> Document extract

▼

He said general sanitation was not a one-man business.

“It’s everybody’s business to keep the environment clean. All of us must join hands to keep the city clear of waste. Government alone can’t do it. You don’t expect the government to put all its resources into waste management and disposal. The private sector should be part of it. Today, there is biogas. It is something every Nigerian should be involved in.

A vehicle makes its way round a sprawling mountain of refuse at Nelson Mandela Street, by Watt Market

“On health implications, Mkpanam said: “There has been an increase of patients in hospitals. Cases of diarrhea, vomiting, cholera, typhoid, and others have soared these days. This is caused by our dirty environment and contaminated water. You cannot blame the government. Residents dump refuse anyhow. They even block the drainages with waste.”

Mkpanam said: “Refuse heaps are not urgently disposed of or evacuated by the government. The private sector should partner with the government. The government can divide Calabar into zones and allocate it to various companies.

“For instance, one company should be in charge of Federal Housing Estate. The firm should evacuate refuse while residents pay for services rendered. We pay taxes, but we still have to pay to keep our environment clean. ‘Prevention is better than cure,” it is not the business of government alone as it always tells us there is no money.

▲

> Supplied entries
▼

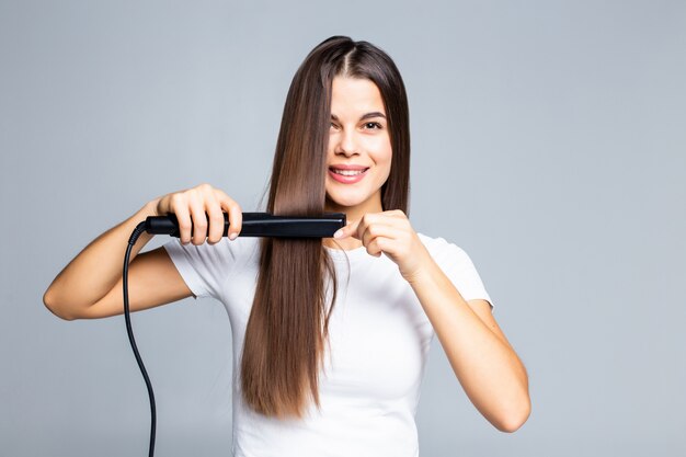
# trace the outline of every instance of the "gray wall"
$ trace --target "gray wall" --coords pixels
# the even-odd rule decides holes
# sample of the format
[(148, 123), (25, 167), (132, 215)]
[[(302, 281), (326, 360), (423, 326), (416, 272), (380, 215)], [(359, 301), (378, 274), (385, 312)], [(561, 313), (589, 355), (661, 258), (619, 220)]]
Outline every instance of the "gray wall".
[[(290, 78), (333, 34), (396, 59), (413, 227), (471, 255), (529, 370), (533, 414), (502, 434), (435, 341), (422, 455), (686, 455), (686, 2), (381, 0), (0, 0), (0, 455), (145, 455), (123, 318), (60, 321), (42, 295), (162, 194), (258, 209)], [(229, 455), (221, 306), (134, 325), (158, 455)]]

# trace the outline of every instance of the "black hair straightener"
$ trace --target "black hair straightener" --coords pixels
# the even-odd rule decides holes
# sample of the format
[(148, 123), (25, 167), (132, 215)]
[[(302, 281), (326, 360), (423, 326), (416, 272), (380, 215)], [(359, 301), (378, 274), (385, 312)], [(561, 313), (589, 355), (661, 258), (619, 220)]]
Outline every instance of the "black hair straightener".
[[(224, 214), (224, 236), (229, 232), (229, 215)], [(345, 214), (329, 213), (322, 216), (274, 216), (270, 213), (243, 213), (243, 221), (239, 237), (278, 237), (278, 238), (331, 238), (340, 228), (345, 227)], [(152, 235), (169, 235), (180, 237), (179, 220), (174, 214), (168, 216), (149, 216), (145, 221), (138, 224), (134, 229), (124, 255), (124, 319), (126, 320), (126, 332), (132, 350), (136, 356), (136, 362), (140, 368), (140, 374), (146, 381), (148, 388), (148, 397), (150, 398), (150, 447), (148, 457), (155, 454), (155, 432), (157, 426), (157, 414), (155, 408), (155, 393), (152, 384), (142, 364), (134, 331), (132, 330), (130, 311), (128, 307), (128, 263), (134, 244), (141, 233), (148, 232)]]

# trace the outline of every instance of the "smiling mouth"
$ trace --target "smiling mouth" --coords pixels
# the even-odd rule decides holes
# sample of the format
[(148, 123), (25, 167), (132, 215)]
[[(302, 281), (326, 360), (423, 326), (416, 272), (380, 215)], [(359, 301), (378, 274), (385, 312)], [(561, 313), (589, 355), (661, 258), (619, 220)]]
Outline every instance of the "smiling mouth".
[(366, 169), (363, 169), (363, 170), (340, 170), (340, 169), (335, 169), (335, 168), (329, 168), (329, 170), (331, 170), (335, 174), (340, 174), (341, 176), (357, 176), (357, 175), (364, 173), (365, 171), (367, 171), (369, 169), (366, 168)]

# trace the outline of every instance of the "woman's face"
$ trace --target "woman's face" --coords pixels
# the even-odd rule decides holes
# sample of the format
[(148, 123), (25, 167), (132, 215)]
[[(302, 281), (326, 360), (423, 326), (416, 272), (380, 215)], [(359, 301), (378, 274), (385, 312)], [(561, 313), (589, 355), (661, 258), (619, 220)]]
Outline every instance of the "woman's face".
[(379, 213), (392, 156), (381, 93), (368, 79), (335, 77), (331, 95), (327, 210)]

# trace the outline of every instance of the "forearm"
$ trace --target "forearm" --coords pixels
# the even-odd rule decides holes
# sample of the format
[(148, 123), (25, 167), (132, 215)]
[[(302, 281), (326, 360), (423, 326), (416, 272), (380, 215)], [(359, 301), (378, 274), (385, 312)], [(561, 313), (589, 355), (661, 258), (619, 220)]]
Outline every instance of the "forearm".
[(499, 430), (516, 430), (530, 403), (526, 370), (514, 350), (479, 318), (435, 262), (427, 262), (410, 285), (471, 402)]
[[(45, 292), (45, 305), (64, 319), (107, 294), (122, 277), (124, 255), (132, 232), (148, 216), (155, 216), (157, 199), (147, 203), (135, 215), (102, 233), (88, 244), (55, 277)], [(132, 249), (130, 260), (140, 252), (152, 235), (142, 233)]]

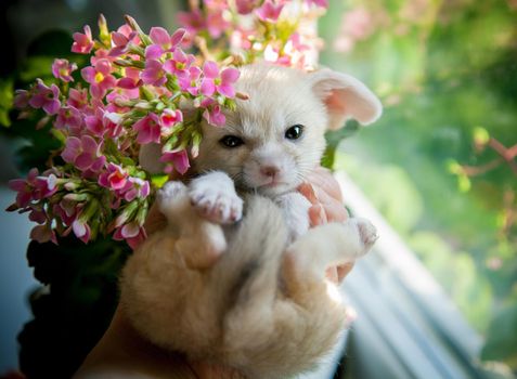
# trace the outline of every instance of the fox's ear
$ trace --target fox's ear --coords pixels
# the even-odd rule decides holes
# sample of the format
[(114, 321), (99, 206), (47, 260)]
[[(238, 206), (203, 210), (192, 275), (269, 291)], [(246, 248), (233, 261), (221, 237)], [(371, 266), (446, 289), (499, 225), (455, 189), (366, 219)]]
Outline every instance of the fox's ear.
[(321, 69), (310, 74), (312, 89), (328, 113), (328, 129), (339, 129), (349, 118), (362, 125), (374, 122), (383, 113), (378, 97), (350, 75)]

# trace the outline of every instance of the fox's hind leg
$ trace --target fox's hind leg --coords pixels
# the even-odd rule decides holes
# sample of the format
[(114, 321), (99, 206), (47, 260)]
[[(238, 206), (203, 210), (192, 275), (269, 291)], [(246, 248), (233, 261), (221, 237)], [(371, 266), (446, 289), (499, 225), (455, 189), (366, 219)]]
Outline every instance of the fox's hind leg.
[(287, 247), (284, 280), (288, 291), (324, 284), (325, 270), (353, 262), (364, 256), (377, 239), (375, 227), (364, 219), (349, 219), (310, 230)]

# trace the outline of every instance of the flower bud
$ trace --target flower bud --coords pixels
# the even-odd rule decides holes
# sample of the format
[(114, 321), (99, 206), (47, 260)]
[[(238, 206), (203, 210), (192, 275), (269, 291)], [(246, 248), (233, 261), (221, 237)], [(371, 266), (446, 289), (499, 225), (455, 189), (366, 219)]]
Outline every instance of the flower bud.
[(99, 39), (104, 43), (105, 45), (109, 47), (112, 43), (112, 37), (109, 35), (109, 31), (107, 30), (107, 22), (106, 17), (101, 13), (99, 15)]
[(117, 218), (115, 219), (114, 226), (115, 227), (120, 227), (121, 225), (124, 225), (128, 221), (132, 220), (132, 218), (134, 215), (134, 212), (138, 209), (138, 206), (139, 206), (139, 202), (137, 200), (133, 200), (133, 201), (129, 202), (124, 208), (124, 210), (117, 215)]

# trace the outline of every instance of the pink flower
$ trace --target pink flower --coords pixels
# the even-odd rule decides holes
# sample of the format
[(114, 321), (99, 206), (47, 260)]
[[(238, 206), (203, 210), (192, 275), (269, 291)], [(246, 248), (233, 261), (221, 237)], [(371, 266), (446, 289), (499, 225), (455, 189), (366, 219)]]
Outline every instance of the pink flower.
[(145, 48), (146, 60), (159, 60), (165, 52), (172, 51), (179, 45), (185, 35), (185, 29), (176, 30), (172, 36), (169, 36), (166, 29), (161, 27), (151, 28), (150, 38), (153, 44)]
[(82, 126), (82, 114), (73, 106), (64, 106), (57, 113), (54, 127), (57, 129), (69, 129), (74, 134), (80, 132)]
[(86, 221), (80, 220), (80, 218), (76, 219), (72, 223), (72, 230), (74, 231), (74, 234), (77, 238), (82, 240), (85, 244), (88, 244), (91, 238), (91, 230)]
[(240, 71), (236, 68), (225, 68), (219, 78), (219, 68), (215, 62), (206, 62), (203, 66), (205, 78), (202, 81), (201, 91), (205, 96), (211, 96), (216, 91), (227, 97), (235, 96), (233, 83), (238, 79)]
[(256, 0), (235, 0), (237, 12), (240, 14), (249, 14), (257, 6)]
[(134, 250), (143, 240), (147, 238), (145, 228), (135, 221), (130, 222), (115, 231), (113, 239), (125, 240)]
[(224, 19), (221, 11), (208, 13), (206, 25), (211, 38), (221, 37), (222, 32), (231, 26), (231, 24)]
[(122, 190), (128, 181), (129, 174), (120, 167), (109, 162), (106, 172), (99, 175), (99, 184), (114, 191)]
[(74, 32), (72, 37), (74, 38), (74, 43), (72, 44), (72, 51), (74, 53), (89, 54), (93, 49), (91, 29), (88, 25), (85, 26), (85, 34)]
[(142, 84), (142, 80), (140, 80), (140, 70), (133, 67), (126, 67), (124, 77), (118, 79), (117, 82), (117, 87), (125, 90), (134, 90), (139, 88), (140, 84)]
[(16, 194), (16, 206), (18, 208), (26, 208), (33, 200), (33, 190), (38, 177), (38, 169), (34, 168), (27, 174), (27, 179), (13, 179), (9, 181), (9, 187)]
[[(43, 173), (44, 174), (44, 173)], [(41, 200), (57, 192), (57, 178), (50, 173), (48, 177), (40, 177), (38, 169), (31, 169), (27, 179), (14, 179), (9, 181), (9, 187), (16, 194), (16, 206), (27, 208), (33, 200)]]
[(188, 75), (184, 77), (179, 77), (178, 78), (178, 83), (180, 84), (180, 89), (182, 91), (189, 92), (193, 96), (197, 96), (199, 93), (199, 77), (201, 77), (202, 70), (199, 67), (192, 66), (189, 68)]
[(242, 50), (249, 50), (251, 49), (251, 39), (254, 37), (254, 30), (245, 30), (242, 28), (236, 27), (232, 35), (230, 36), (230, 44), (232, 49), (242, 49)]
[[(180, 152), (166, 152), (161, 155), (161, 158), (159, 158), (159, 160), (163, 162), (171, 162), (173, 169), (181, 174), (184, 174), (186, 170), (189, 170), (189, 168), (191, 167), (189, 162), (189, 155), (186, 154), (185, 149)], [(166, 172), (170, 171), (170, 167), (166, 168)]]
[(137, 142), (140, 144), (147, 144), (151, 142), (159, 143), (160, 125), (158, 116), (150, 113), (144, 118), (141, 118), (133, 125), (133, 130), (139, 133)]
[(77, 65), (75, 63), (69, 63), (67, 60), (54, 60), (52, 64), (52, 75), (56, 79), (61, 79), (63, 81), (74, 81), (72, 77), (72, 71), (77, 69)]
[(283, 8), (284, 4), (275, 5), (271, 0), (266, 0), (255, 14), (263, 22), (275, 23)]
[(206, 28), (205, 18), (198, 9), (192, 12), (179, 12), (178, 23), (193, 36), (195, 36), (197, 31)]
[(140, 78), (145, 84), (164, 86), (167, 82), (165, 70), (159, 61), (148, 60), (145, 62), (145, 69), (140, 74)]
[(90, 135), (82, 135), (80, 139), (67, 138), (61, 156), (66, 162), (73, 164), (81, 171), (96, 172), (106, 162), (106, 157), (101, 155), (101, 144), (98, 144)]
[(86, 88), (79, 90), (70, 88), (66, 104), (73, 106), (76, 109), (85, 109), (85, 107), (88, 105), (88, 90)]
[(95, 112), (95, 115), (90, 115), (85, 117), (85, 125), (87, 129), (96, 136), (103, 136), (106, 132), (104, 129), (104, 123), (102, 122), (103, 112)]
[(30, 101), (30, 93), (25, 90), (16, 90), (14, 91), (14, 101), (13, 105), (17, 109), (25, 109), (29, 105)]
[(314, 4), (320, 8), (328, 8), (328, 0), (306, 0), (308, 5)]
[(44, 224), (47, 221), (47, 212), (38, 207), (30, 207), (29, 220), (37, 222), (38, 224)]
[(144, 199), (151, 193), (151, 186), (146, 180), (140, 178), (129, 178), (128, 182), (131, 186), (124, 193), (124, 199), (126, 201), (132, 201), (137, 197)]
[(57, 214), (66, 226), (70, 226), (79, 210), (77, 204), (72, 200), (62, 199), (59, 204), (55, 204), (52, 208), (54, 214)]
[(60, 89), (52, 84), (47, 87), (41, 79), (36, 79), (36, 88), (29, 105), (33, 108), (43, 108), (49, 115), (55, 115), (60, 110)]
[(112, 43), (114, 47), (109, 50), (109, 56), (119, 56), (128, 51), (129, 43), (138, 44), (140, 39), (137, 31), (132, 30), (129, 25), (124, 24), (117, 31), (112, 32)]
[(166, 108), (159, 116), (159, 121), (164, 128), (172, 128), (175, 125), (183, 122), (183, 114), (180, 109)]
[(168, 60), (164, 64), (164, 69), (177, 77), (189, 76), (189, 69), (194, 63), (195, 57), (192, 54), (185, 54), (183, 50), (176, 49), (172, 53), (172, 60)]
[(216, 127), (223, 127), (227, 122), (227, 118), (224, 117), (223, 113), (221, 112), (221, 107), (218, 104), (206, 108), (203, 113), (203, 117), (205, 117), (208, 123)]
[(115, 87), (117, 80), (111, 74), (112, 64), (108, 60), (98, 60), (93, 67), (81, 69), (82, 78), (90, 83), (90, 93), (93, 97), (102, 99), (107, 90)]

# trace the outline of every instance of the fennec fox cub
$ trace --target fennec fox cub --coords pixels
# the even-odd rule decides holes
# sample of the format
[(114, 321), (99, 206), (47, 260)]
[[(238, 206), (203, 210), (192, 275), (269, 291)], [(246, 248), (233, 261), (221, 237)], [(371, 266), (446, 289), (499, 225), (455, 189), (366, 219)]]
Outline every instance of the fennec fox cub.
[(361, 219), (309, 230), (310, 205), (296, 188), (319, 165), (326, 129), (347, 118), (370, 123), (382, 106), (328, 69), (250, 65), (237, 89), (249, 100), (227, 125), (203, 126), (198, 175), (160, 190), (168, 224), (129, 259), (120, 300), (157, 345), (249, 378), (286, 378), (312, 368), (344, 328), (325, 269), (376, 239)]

▲

> Required work
a - In the waste management text, copy everything from "A vehicle makes" down to "to various companies.", swapping "Calabar" for "the city".
b - In the waste management text, what does Mkpanam say the government could divide Calabar into?

> Responses by item number
a -
A vehicle makes its way round a sprawling mountain of refuse at Nelson Mandela Street, by Watt Market

“On health implications, Mkpanam said: “There has been an increase of patients in hospitals. Cases of diarrhea, vomiting, cholera, typhoid, and others have soared these days. This is caused by our dirty environment and contaminated water. You cannot blame the government. Residents dump refuse anyhow. They even block the drainages with waste.”

Mkpanam said: “Refuse heaps are not urgently disposed of or evacuated by the government. The private sector should partner with the government. The government can divide the city into zones and allocate it to various companies.

b - Zones, allocated to various companies.